[Input material — start]

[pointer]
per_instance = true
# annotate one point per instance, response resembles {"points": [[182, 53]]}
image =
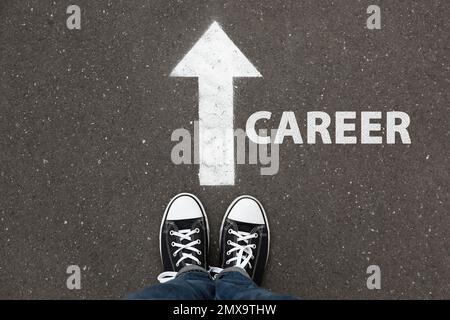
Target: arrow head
{"points": [[215, 54]]}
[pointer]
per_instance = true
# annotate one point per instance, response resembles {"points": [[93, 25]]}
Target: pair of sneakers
{"points": [[184, 237]]}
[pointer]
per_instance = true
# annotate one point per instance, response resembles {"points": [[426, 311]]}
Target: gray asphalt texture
{"points": [[86, 118]]}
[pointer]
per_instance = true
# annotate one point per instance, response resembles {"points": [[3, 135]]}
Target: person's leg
{"points": [[235, 284], [184, 243], [191, 283], [244, 246]]}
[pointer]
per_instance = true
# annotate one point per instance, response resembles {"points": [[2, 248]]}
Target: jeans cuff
{"points": [[234, 269], [189, 268]]}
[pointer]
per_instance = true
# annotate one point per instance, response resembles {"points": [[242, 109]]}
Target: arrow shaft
{"points": [[216, 136]]}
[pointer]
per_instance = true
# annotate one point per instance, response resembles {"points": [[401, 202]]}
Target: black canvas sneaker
{"points": [[184, 235], [244, 237]]}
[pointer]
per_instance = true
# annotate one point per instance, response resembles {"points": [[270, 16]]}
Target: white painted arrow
{"points": [[215, 61]]}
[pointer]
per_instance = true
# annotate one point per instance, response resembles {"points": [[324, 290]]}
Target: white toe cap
{"points": [[184, 206], [247, 210]]}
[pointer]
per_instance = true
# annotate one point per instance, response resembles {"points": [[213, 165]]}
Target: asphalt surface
{"points": [[86, 118]]}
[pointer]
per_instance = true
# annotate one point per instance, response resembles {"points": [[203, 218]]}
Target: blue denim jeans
{"points": [[196, 284]]}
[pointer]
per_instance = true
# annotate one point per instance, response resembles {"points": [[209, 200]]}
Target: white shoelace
{"points": [[244, 252], [241, 259], [183, 235]]}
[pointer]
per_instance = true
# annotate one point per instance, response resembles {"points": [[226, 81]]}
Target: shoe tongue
{"points": [[185, 223], [243, 226]]}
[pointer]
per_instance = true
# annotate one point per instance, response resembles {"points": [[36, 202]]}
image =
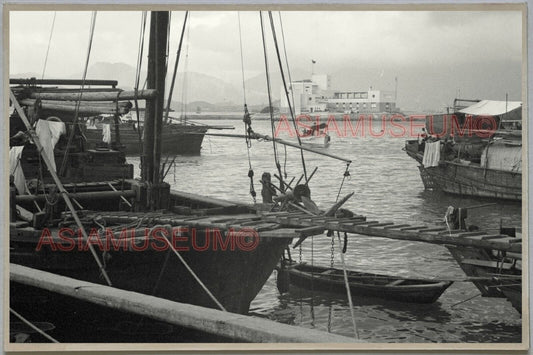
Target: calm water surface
{"points": [[387, 187]]}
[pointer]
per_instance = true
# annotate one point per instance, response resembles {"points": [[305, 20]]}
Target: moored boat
{"points": [[367, 284], [477, 162], [177, 138]]}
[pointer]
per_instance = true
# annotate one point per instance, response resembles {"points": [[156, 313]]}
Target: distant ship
{"points": [[486, 165], [177, 138]]}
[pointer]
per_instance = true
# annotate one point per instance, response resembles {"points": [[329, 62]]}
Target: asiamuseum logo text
{"points": [[393, 125], [181, 239]]}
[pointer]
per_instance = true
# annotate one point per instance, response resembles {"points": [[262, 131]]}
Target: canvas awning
{"points": [[491, 108]]}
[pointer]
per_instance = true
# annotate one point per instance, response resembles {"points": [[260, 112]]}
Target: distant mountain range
{"points": [[419, 88]]}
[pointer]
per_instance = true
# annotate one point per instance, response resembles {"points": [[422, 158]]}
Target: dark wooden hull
{"points": [[481, 264], [233, 277], [180, 139], [470, 180], [366, 284]]}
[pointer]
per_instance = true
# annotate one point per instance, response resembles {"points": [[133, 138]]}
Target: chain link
{"points": [[332, 261]]}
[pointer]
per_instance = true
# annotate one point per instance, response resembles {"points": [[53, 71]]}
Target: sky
{"points": [[388, 44]]}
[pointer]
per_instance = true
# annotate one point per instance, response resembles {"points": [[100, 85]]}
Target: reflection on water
{"points": [[387, 188]]}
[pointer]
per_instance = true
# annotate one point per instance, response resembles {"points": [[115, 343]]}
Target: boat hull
{"points": [[485, 268], [234, 277], [180, 139], [468, 180], [388, 287]]}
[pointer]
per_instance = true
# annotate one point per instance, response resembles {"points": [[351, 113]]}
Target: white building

[Input material — finish]

● Description of the task
An exact copy of the records is required. Pictures do not belong in it.

● Written response
[pointer]
per_instance = true
# annotate one point per instance, response resembles {"points": [[182, 53]]}
image =
Target: arrow head
{"points": [[215, 54]]}
[pointer]
per_instance = true
# annotate one point per instance, response resembles {"points": [[93, 25]]}
Target: pair of sneakers
{"points": [[184, 237]]}
[pointer]
per_instance = true
# annotate one point per instance, response resembles {"points": [[426, 311]]}
Target: gray asphalt texture
{"points": [[86, 118]]}
[pointer]
per_instance = true
# annotate one point per instance, response resembles {"points": [[3, 135]]}
Target: person's leg
{"points": [[235, 284], [184, 243], [191, 283], [244, 246]]}
[pointer]
per_instance = true
# annotate one point per instance, response resembles {"points": [[2, 248]]}
Target: jeans cuff
{"points": [[234, 269], [189, 268]]}
[pointer]
per_instance = true
# annotate one point per instance, response resembles {"points": [[242, 109]]}
Target: arrow shaft
{"points": [[216, 136]]}
[pointer]
per_instance = true
# annotate one point per instance, response resembles {"points": [[401, 202]]}
Target: black canvas sneaker
{"points": [[184, 235], [244, 237]]}
[pointer]
per_instance = true
# annotate one point per instance, response resembles {"points": [[270, 16]]}
Target: white painted arrow
{"points": [[215, 61]]}
[pointer]
per_instance = true
# annotate one point per instance, response resembles {"points": [[324, 290]]}
Target: white toe cap
{"points": [[184, 206], [247, 210]]}
[pointer]
per_instance = true
# annotate one point per instance, response resembles {"points": [[213, 165]]}
Target: asphalt surface
{"points": [[86, 118]]}
[pointer]
per_instance = true
# annotate one point per instance, response resembles {"points": [[203, 218]]}
Target: blue denim jeans
{"points": [[196, 284]]}
[pointer]
per_instance = true
# annotate one point per instance, response resembles {"points": [[209, 200]]}
Target: white shoelace
{"points": [[244, 252], [241, 259], [183, 235]]}
[pointer]
per_instance = true
# annotate one point per instance, response resembles {"points": [[226, 81]]}
Target: shoe tongue
{"points": [[185, 223], [243, 226]]}
[pointer]
per_instance = true
# annotate one point per instance, response resembles {"points": [[36, 202]]}
image =
Target: calm water surface
{"points": [[387, 187]]}
[pointer]
per_instance = true
# annotate one point per instance, response resembles {"points": [[305, 20]]}
Target: moored boat
{"points": [[367, 284], [477, 162], [177, 138]]}
[pointer]
per_instance = true
# annotate one point per instance, response resembles {"points": [[156, 313]]}
Target: distant ship
{"points": [[486, 165], [177, 138]]}
[pointer]
per_instance = true
# annotate one point per instance, response resembles {"points": [[329, 62]]}
Target: asiamuseum logo text
{"points": [[393, 125], [181, 239]]}
[pointer]
per_instance = true
# annotate one point per instance, response resembles {"points": [[262, 131]]}
Target: canvas awning
{"points": [[491, 108]]}
[pointer]
per_instance = true
# annotate one point per instance, response resembles {"points": [[260, 112]]}
Target: distant mountain range
{"points": [[419, 88]]}
[pointer]
per_instance = true
# annotate one point per instance, response resembles {"points": [[422, 158]]}
Target: dark wooden hull
{"points": [[481, 264], [233, 277], [180, 139], [470, 180], [366, 284]]}
[pointer]
per_instance = true
# annotate one point per instance, response resembles {"points": [[133, 138]]}
Target: chain link
{"points": [[332, 261]]}
[pointer]
per_instance = true
# annotate one point per instance, response resembles {"points": [[53, 71]]}
Target: sky
{"points": [[388, 44]]}
[pointer]
per_instance = true
# annotate one point per instance, response resembles {"points": [[100, 85]]}
Target: reflection on water
{"points": [[387, 188]]}
[pointer]
per_instance = true
# annotate one point per instance, response resembles {"points": [[115, 343]]}
Target: boat hull
{"points": [[485, 268], [234, 277], [180, 139], [468, 180], [388, 287]]}
[pointer]
per_instance = true
# annotate one point per instance, response resembles {"points": [[351, 113]]}
Target: white building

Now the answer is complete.